* TEXT EXCERPT:
Representatives of Herrin Hospital and Southern Illinois Regional Social Services (SIRSS) "Project X" were at Herrin Hospital assembling "Kid's Care Packs" for child victims of methamphetamine abuse on February 3.
The back packs and the clothes, shoes, snacks, hygiene products and toys that go in them were all made possible by donations from individuals and community organizations. Fifty packs were prepared that day and the team plans to prepare another 100.
“I hope it will be a year’s supply,” said Kathy Cox, Herrin Hospital.
The items were collected through Project X, a program created to help children who are innocent victims of parents and/or guardians who are addicted to or abuse methamphetamine.
Tamara Gowin, MSW, Project X liaison, said the backpacks were the result of cooperation between Project X and the Herrin Mission and Values team. She and Cox attended a training where they learned about Kids Care Packs. “We decided to get involved and work together. It’s been great and the community has just been wonderful,” she said.
Donations have been plentiful. “This is more than any of us expected,” commented Lisa Melton, social worker, Herrin Hospital.
Methamphetamine labs are often in the homes of innocent victims, the children. When these children are removed from a methamphetamine-lab home, they not only lose their parents or caretakers, but they are unable to take anything from the home with them including their favorite toys, clothing and pets. When the abusers are arrested or injured, the children, who are often sick from exposure to methamphetamine byproducts, wind up in emergency rooms where their contaminated clothes and possessions must be destroyed. They may wind up without clothes, food or supplies and in the custody of the Department of Child and Family Services. These children need supplies and caring, and Project X is meant to fill that need.
Methamphetamine is a powerfully addictive stimulant that is the #1 drug problem in rural America and the fastest growing drug trend in the nation. It is not only dangerous to the user, but is also dangerous to manufacture, and toxic to the environment. In 2004, Illinois State Police disassembled 959 meth labs, which is an increase of more than double from the 403 in the year 2000.

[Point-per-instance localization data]

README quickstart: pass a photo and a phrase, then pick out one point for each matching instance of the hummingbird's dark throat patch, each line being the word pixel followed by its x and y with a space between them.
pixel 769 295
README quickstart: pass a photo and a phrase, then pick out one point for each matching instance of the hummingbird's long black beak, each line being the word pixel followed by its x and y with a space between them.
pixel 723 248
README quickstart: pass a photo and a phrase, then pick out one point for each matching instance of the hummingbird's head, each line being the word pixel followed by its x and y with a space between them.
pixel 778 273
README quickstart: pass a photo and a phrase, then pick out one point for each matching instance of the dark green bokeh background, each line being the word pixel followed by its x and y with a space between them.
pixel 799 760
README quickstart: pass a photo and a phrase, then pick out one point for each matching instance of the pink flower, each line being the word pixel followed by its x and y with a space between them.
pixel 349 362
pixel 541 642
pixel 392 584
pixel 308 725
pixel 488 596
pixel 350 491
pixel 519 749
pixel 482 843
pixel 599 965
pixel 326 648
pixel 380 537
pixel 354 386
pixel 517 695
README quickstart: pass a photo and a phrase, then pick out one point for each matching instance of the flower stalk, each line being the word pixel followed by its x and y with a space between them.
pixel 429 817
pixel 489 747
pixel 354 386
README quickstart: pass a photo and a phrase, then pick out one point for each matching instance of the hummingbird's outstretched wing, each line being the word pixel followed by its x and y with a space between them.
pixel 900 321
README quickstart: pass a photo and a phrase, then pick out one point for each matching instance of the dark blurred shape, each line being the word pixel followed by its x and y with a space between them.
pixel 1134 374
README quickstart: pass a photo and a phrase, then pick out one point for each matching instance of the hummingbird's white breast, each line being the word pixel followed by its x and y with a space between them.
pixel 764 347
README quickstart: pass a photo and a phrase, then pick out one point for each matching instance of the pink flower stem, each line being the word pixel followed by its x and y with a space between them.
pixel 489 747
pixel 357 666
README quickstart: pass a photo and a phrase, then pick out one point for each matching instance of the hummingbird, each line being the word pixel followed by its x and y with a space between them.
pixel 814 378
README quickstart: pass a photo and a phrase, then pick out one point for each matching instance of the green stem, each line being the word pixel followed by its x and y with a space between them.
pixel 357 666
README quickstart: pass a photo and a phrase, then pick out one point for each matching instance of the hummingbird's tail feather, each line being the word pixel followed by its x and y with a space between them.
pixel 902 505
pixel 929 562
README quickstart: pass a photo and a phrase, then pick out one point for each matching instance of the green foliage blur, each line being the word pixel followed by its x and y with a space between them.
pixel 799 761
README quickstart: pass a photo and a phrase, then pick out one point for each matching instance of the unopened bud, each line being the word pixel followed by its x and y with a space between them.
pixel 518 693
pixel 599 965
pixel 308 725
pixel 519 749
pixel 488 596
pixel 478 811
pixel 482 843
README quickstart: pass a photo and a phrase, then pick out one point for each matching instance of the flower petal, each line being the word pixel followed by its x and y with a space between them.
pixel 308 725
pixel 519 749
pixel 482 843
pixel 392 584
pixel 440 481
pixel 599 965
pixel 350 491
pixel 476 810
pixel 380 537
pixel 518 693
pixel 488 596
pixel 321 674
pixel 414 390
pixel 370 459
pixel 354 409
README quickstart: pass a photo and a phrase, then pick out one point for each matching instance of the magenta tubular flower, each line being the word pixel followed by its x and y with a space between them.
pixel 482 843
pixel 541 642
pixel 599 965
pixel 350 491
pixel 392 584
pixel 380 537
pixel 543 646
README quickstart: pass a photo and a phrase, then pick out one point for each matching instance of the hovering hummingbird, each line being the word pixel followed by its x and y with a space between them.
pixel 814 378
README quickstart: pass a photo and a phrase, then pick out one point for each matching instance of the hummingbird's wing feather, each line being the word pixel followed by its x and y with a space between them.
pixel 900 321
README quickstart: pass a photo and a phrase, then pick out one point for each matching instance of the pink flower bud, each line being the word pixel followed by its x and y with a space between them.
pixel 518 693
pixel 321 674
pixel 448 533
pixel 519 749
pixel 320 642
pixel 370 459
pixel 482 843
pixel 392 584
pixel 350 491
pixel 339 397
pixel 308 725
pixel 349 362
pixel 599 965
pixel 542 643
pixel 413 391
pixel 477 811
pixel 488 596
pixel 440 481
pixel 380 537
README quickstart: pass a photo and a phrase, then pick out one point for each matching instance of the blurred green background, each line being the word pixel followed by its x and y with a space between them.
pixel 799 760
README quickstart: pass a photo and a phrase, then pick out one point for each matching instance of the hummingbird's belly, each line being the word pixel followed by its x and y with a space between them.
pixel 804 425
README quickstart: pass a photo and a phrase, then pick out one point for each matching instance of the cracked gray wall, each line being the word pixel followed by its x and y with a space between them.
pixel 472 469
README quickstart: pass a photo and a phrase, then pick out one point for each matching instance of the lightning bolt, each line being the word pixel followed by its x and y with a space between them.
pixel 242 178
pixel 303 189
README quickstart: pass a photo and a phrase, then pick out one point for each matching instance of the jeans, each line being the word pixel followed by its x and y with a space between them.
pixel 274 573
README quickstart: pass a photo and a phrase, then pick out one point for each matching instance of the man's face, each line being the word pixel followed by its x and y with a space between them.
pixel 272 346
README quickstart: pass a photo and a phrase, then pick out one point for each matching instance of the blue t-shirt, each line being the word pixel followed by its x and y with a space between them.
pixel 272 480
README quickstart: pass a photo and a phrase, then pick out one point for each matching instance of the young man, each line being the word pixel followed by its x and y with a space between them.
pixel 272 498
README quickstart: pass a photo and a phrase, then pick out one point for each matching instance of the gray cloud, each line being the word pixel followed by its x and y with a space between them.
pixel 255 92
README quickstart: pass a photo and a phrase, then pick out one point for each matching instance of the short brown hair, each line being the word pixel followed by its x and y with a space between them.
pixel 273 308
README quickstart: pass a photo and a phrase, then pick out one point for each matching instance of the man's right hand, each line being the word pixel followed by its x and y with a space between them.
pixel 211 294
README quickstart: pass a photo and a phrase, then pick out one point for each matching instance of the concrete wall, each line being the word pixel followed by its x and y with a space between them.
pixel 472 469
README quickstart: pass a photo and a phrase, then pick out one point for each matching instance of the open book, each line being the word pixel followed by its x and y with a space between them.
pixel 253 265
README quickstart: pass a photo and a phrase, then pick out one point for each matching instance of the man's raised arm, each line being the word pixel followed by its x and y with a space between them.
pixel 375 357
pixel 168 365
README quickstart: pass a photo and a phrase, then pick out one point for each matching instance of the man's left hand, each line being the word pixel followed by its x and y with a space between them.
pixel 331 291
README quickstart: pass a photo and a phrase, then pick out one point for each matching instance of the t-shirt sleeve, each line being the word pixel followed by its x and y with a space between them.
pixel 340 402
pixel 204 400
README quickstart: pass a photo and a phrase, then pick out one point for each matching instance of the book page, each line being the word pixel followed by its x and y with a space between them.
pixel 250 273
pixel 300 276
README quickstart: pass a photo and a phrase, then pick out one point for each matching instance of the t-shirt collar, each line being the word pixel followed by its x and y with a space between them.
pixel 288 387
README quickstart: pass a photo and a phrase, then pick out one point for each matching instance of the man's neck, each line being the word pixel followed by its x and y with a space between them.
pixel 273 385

* WORK TO BE COMPLETED: Transcribe the part of the care packs article between "Representatives of Herrin" and "prepare another 100.", inclusive. The records aren't needed for any of the work here.

* RESULT OF THIS EXERCISE:
Representatives of Herrin Hospital and Southern Illinois Regional Social Services (SIRSS) "Project X" were at Herrin Hospital assembling "Kid's Care Packs" for child victims of methamphetamine abuse on February 3.
The back packs and the clothes, shoes, snacks, hygiene products and toys that go in them were all made possible by donations from individuals and community organizations. Fifty packs were prepared that day and the team plans to prepare another 100.